**EXERCISE**: Pick up the news story about the Senate hearing on federal employee health premiums and keep writing from where it ends.

**TEXT SECTION**:
Lawmakers hear concerns on potential health premium increases

Witnesses disagree on effects of new consumer-directed plans on overall costs.

Increased enrollment in consumer-directed health plans could result in higher premiums and reduced benefits for federal employees and retirees signed up for more comprehensive, traditional offerings, a witness told lawmakers at a hearing Friday.

Alan Lopatin, legislative counsel for the National Active and Retired Federal Employees Association, told members of the Senate Homeland Security and Governmental Affairs subcommittee on the federal workforce, that healthier employees tend to be attracted to consumer-directed plans, which offer lower premiums but have high deductibles and include health savings accounts that can be used to cover medical costs or personal needs.

Less healthy employees tend to avoid such plans, because they could end up paying thousands of dollars in out-of-pocket costs, Lopatin said. "This phenomenon, called 'adverse selection,' forces traditional insurance plan carriers to raise premiums, cut benefits or both," he said.

But Nancy Kichak, associate director for strategic human resources policy at the Office of Personnel Management, said for the past five years, rates have increased at a slower pace in the Federal Employees Health Benefits Program largely because of the range of options offered by health savings accounts and other consumer-directed health plans.

Lopatin argued that since enrollment in the HSAs and similar plans remains low -- 0.2 percent of FEHBP participants for 2006 -- they are having a minimal effect on overall rates so far.

The Bush administration's fiscal 2008 budget request promotes enrollment in consumer-directed plans by allowing FEHBP's largest and most popular provider, Blue Cross Blue Shield, the option of offering one. The law that authorized FEHBP stipulates that governmentwide plans offer only two levels of benefits, but the budget request recommends amending the law to enable Blue Cross Blue Shield to offer government-wide HSAs.

**DATASET**:
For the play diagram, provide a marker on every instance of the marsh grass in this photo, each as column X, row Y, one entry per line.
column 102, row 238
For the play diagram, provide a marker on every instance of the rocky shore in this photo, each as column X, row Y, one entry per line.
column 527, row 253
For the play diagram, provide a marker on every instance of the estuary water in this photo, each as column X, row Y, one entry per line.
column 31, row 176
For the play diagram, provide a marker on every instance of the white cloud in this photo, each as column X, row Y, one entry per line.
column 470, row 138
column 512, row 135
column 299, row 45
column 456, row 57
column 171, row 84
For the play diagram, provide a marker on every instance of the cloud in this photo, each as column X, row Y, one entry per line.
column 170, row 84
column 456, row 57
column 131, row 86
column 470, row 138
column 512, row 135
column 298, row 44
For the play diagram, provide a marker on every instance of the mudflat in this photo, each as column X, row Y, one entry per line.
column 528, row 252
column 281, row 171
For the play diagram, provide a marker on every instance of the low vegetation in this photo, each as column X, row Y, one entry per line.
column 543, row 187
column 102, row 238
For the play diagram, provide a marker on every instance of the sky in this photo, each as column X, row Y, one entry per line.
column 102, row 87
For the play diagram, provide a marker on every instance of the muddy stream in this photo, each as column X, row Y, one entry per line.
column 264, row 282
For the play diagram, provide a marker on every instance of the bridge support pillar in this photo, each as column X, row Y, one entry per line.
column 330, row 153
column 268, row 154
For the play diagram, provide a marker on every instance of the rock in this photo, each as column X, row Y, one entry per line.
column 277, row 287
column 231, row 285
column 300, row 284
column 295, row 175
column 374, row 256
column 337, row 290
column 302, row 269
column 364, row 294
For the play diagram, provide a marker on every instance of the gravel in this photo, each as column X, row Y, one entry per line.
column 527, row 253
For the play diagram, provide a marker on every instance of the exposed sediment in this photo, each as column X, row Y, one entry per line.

**WRITTEN REPLY**:
Blue Cross Blue Shield's "brand loyalty and considerable marketing resources could significantly increase HSA enrollment in FEHBP if they decided, and were allowed to offer such an option," Lopatin said.

Lawmakers noted growing concerns over health care costs and increasing premiums, which they said outpace cost-of-living adjustments and the annual pay raise for some federal employees and retirees.

Subcommittee members cited a report released by the Government Accountability Office earlier this year that found that the government's decision not to use a Medicare drug subsidy in FEHBP was responsible for an average 2.6 percent higher premium last year.

Kichak said the subsidy was not appropriate for FEHBP because it was intended to encourage employers to provide drug coverage for participants also enrolled in Medicare, which the federal employee program already does. In essence, she said, the government would be subsidizing itself unnecessarily.

But lawmakers argued that while accepting the subsidy would have increased the cost of Medicare, it would have reduced the overall cost of federal employee health plans, and the savings could have been passed on to participants.

"OPM has a good story to tell," said Sen. Daniel Akaka, D-Hawaii, chairman of the subcommittee. "They would have had a better story to tell, and federal workers and retirees would have paid less if OPM had used all of the resources available to them."

Akaka said that from 1998 to 2005, federal health care premiums rose, on average, more than 7 percent per year. And while OPM reduced the average premium growth rate over the last two years, the agency used reserve funds to decrease those rates, he noted.

"What really concerns me is that premiums fell not because OPM negotiated better rates or market forces drove down health care costs, but because they dipped into reserve funds," Akaka said.

Stephen Gammarino, senior vice president of national programs for Blue Cross Blue Shield, said premiums for the plan's basic option have not changed over the past three years. Additionally, the individual's share of the premiums for the plan's standard option actually declined slightly, and the total premium increased by only 1 percent.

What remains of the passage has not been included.